_Image-grounded pointing data_.
****************

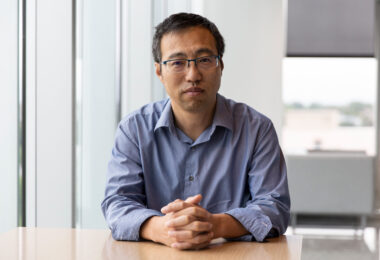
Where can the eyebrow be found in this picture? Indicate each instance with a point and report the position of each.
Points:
(198, 52)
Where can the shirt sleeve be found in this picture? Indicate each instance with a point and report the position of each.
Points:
(124, 205)
(267, 212)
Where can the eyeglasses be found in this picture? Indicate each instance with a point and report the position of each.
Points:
(202, 63)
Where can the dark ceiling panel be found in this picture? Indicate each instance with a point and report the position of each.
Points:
(342, 28)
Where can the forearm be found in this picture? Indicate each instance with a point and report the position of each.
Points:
(227, 226)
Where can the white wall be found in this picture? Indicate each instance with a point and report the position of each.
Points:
(54, 110)
(254, 32)
(8, 114)
(97, 103)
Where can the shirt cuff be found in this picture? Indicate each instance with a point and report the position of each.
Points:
(258, 225)
(128, 226)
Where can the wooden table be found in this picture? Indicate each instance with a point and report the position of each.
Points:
(47, 243)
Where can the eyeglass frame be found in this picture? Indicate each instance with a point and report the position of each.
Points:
(190, 60)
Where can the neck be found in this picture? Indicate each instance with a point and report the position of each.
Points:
(193, 123)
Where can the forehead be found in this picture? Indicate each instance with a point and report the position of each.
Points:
(188, 43)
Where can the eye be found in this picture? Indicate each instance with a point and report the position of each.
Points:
(205, 60)
(177, 63)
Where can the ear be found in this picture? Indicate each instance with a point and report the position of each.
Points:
(158, 70)
(221, 64)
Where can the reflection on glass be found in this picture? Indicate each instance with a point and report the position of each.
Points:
(330, 105)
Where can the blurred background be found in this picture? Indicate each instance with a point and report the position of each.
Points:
(70, 70)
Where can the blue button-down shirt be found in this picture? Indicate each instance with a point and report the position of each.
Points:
(236, 164)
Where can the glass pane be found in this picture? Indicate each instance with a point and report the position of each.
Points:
(8, 114)
(330, 105)
(96, 106)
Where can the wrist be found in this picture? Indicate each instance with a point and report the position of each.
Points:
(217, 225)
(147, 229)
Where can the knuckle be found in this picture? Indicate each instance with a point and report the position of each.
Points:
(197, 225)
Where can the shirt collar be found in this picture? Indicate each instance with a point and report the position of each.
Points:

****************

_What you will do_.
Take the entries shown above and quote them verbatim, passing over the pictures.

_Worked solution_.
Where can the eyebrow be found in this picture? Indicate each instance with a point and report the position of each.
Points:
(198, 52)
Where can the shirt sleeve be found in this picture? Indicate each instance with a point and report the position of each.
Points:
(124, 205)
(267, 212)
Where can the eyeglasses be found in this picture? Indicate each instance with a point and report the position of each.
Points:
(202, 63)
Where can the dark ceiling panel be found in this picture? Indicate each instance with a point and report the position of each.
Points:
(342, 28)
Where can the forearm be found in this picture? Indicate each instance with a point and report the position of each.
Points:
(227, 226)
Where can the white wall be found in this picture? Indicate each instance with a point and report the position of each.
Points:
(54, 110)
(254, 32)
(8, 114)
(97, 103)
Where can the shirt cuff be found in this picture? Indicate each instance with a point and report the position of each.
Points:
(258, 225)
(128, 226)
Where can the wooden table be found in this picture? Indicate each instance with a point and report the position of each.
Points:
(47, 243)
Where can the eyeglass frame be found in this picture? Indicate each instance with a point and report the position of each.
Points:
(190, 60)
Where can the neck be found in this picture? Indicate each instance with a point and report the position of each.
Points:
(193, 123)
Where can the forehead be found in this picture? Indicate each instance with a point and report the position of each.
Points:
(188, 43)
Where can the eye be found in this picture? Indicate each instance with a point and report the position of each.
Points:
(205, 60)
(177, 63)
Where can the ear be found in this picture? Indicate each instance with a point and report the position of each.
Points:
(158, 70)
(221, 64)
Where can the reflection on glass be found in this picture? Indicate each instance with a point and report the position of each.
Points:
(330, 105)
Where can the blurred background be found in this picture? Indicate each instance with a point and report the position of each.
Points:
(70, 70)
Where can the blue button-down shirt be found in this picture? Indicate each instance with a point and report the position of each.
Points:
(236, 164)
Where can the glass pane be found in this picture? Indicate each instance with a point and report the position of each.
Points:
(8, 114)
(330, 105)
(96, 106)
Where can the wrist be found in this picture? Indicate each instance with a point and report the position of each.
Points:
(217, 225)
(147, 229)
Where can the knuckle be found in this picture? Indicate each instance with a point and report the position of each.
Points:
(197, 225)
Where can the shirt collar be found in this picture? Indicate each instance with a point and report the position of each.
Points:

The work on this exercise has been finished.